Job:
Once the records below have been read, copy them all out exactly.

Material provided:
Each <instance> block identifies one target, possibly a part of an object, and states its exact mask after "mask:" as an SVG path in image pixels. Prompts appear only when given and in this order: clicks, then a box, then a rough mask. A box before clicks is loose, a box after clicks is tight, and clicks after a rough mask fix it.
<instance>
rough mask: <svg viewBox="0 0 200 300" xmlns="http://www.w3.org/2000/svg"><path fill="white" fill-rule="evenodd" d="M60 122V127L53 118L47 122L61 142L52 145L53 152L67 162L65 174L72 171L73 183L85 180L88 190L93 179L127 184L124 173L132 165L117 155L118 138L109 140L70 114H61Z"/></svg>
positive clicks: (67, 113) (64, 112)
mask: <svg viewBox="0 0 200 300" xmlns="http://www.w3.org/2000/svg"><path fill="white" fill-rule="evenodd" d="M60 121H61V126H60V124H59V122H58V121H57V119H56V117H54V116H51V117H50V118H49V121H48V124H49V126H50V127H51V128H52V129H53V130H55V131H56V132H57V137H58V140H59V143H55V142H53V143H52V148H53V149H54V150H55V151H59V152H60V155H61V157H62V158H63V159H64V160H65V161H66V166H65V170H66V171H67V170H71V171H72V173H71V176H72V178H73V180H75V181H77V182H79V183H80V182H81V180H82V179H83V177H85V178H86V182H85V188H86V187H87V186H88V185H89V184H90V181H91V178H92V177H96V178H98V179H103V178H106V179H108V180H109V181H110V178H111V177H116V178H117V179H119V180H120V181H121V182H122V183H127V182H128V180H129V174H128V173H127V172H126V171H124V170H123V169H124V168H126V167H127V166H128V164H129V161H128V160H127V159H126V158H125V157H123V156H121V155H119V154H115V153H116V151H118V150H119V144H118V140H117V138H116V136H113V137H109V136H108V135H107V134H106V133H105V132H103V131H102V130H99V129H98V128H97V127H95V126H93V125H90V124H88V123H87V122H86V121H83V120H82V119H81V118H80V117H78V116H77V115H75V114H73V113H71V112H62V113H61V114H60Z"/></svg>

Solved problem:
Each <instance> block identifies one target, possibly a part of an object, and states its exact mask after "mask:" as an SVG path in image pixels. Prompts appear only when given and in this order: clicks, then a box, then a rough mask. A box before clicks is loose, a box after clicks is tight, and clicks after a rough mask fix it.
<instance>
rough mask: <svg viewBox="0 0 200 300" xmlns="http://www.w3.org/2000/svg"><path fill="white" fill-rule="evenodd" d="M60 122V127L53 118L47 122L61 142L52 145L53 152L67 162L65 174L72 171L73 183L85 180L88 190L93 179L127 184L124 173L132 165L117 155L118 138L109 140L70 114H61Z"/></svg>
positive clicks: (67, 113) (64, 112)
mask: <svg viewBox="0 0 200 300" xmlns="http://www.w3.org/2000/svg"><path fill="white" fill-rule="evenodd" d="M60 121H61V126H60V124H59V122H58V121H57V119H56V117H54V116H51V117H50V118H49V121H48V124H49V126H50V127H51V128H52V129H53V130H55V131H56V132H57V137H58V140H59V143H55V142H53V143H52V148H53V149H54V150H55V151H59V152H60V155H61V157H62V158H63V159H64V160H65V161H66V166H65V170H66V171H67V170H71V171H72V173H71V176H72V178H73V180H75V181H77V182H79V183H80V182H81V180H82V179H83V177H85V178H86V182H85V188H86V187H87V186H88V185H89V184H90V181H91V178H92V177H96V178H98V179H103V178H106V179H108V180H109V181H110V178H111V177H116V178H117V179H119V180H120V181H121V182H122V183H127V182H128V180H129V174H128V173H127V172H126V171H124V170H123V169H124V168H126V167H127V166H128V164H129V161H128V160H127V159H126V158H125V157H123V156H121V155H119V154H115V153H116V151H118V150H119V144H118V140H117V138H116V136H113V137H109V136H108V135H107V134H106V133H105V132H103V131H102V130H99V129H98V128H97V127H95V126H93V125H90V124H88V123H87V122H86V121H83V120H82V119H81V118H80V117H78V116H77V115H75V114H73V113H71V112H62V113H61V114H60Z"/></svg>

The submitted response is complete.